#### Source passage
In the end I stopped mysql, changed innodb_purge_threads = 3 , started back with the event scheduler stopped, let the list_length to go back to 0 (it was around 4M), once that was 0. I started the event scheduler again and so far it's been working fine.

Looks like we are back to normal values operation-wise for tendril: https://grafana.wikimedia.org/d/000000273/mysql?viewPanel=2&orgId=1&var-server=db1115&var-port=9104&from=1619053676862&to=1619115163226

https://grafana.wikimedia.org/d/000000273/mysql?viewPanel=16&orgId=1&var-server=db1115&var-port=9104&from=1619053676862&to=1619115163226

https://grafana.wikimedia.org/d/000000273/mysql?viewPanel=11&orgId=1&var-server=db1115&var-port=9104&from=1619053676862&to=1619115163226

https://grafana.wikimedia.org/d/000000273/mysql?viewPanel=37&orgId=1&var-server=db1115&var-port=9104&from=1619053676862&to=1619115163226

There was recently maintenance on tendril to migrate its web frontend. While in theory puppet should setup everything automatically, make sure that 1) its memcache instance is setup correctly and it is working as intended 2) the maintenance operations setup in a cron job are running as usual. I wonder if increase on table size could be caused by some of these 2 things breaking on migration- e.g. the cron job deleting old records failing to execute and that is why we have a large table? I wouldn't expect innodb to have performance issues, but tokudb, but if it configuration change worked I won't complain :-).

The large table matches whatever happened during the night (and is still happening): https://grafana.wikimedia.org/d/000000377/host-overview?viewPanel=12&orgId=1&refresh=5m&var-server=db1115&var-datasource=thanos&var-cluster=mysql&from=1609545600000&to=now

-rw-rw---- 1 mysql mysql 103G Apr 23 07:27 general_log_sampled.ibd

As far as I remember the events to delete data are not meant to be for this table, but only for general_status_log ones. We've never deleted stuff from this table (first record was from 2020 - which was when we last truncated it).
The amount of data generated increased yesterday for some reason.

Keep in mind that I am not 100% sure this table was the culprit.

Just to be clear- I was just guessing on possible explanations, I think you know better the internals than me. Other option is to start truncating it, either manually or on a cronjob, if that makes sense.

#### Dataset excerpts
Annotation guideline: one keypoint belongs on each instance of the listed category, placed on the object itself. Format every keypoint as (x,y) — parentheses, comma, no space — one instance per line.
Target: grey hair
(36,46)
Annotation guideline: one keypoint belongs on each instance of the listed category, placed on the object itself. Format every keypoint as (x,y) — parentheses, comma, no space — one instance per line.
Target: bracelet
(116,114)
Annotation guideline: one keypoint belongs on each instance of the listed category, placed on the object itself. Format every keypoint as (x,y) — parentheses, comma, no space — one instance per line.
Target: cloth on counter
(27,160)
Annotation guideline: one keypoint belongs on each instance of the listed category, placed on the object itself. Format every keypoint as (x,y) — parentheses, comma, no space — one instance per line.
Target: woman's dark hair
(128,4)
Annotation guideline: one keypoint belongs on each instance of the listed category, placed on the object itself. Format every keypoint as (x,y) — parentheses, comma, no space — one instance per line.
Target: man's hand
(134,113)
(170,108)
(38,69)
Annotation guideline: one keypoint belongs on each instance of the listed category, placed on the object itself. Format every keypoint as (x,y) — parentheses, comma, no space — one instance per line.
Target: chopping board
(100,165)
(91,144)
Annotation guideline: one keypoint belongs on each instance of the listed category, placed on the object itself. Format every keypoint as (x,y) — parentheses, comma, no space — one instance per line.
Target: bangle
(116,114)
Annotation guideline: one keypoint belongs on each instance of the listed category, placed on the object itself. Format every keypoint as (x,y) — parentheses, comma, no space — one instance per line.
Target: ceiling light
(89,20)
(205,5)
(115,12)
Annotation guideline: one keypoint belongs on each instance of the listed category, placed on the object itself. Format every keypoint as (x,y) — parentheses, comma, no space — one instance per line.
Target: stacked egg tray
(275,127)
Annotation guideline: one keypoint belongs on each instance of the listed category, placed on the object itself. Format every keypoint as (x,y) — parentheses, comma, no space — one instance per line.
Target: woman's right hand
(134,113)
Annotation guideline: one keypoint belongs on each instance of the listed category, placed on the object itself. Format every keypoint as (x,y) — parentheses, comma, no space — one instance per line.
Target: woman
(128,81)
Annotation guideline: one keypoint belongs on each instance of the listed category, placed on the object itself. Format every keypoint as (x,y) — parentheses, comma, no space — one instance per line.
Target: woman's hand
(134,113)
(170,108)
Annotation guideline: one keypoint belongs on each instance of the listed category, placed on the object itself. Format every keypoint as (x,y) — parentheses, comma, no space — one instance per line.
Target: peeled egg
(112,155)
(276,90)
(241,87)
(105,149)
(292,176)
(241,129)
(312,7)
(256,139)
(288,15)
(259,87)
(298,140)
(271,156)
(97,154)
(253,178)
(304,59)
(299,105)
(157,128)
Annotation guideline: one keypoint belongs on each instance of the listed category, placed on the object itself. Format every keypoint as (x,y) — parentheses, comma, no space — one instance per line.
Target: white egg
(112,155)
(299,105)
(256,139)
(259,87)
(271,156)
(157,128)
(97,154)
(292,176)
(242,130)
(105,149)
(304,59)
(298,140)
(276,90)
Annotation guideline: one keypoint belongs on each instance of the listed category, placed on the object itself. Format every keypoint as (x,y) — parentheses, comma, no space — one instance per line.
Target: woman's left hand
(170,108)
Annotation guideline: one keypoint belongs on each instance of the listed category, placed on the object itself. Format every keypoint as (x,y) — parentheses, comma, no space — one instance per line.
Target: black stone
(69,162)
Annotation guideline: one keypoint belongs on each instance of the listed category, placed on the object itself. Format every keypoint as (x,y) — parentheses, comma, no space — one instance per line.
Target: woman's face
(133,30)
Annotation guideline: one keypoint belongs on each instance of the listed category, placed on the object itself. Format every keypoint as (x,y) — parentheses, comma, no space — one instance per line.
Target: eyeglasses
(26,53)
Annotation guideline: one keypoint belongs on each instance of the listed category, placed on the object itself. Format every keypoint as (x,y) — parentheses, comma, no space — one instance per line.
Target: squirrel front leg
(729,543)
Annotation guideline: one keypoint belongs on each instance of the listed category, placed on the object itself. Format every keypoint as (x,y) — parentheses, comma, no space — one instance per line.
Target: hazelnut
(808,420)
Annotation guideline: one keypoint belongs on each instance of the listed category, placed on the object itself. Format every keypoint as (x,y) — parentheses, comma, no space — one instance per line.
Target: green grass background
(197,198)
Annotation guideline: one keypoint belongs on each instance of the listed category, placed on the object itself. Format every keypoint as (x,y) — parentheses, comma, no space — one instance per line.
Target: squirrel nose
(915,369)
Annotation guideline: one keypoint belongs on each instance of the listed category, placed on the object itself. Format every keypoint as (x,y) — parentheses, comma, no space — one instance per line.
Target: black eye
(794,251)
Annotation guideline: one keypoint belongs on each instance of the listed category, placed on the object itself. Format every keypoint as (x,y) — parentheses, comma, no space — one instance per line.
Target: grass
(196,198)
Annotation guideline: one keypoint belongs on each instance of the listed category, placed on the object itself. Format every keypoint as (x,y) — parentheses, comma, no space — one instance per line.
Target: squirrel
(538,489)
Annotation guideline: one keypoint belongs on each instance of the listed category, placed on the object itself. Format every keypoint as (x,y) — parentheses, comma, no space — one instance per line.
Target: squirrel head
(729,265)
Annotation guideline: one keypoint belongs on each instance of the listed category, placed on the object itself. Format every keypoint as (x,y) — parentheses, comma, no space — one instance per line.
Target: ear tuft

#### Task to complete
Extend the tendril database thread past its last sentence. The records have no connection to the tendril database thread.

#### Response to the task
Other option is to start truncating it, either manually or on a cronjob, if that makes sense.

Yeah, that's possibly what I will do, I want to see first if this table is only used on the query report or what, as that is valuable data and we use it for slow queries. But researching what tendril uses for what is such an archeology work...

So it grew like 40G in 5 hours...:

-rw-rw---- 1 mysql mysql 140G Apr 23 12:25 general_log_sampled.ibd

From what I gathered, it is definitely being used on the activity report we use. As I truncated it yesterday and a search for 48h queries only shows queries from 6PM UTC (which is around the time I truncated it).
This rate of growth is impossible to handle, so maybe what we can do is delete rows older than 24h (or 48h) every day or every 12h or so. But we've seen issues trying to do deletes from global_status_* tables, which are also huge.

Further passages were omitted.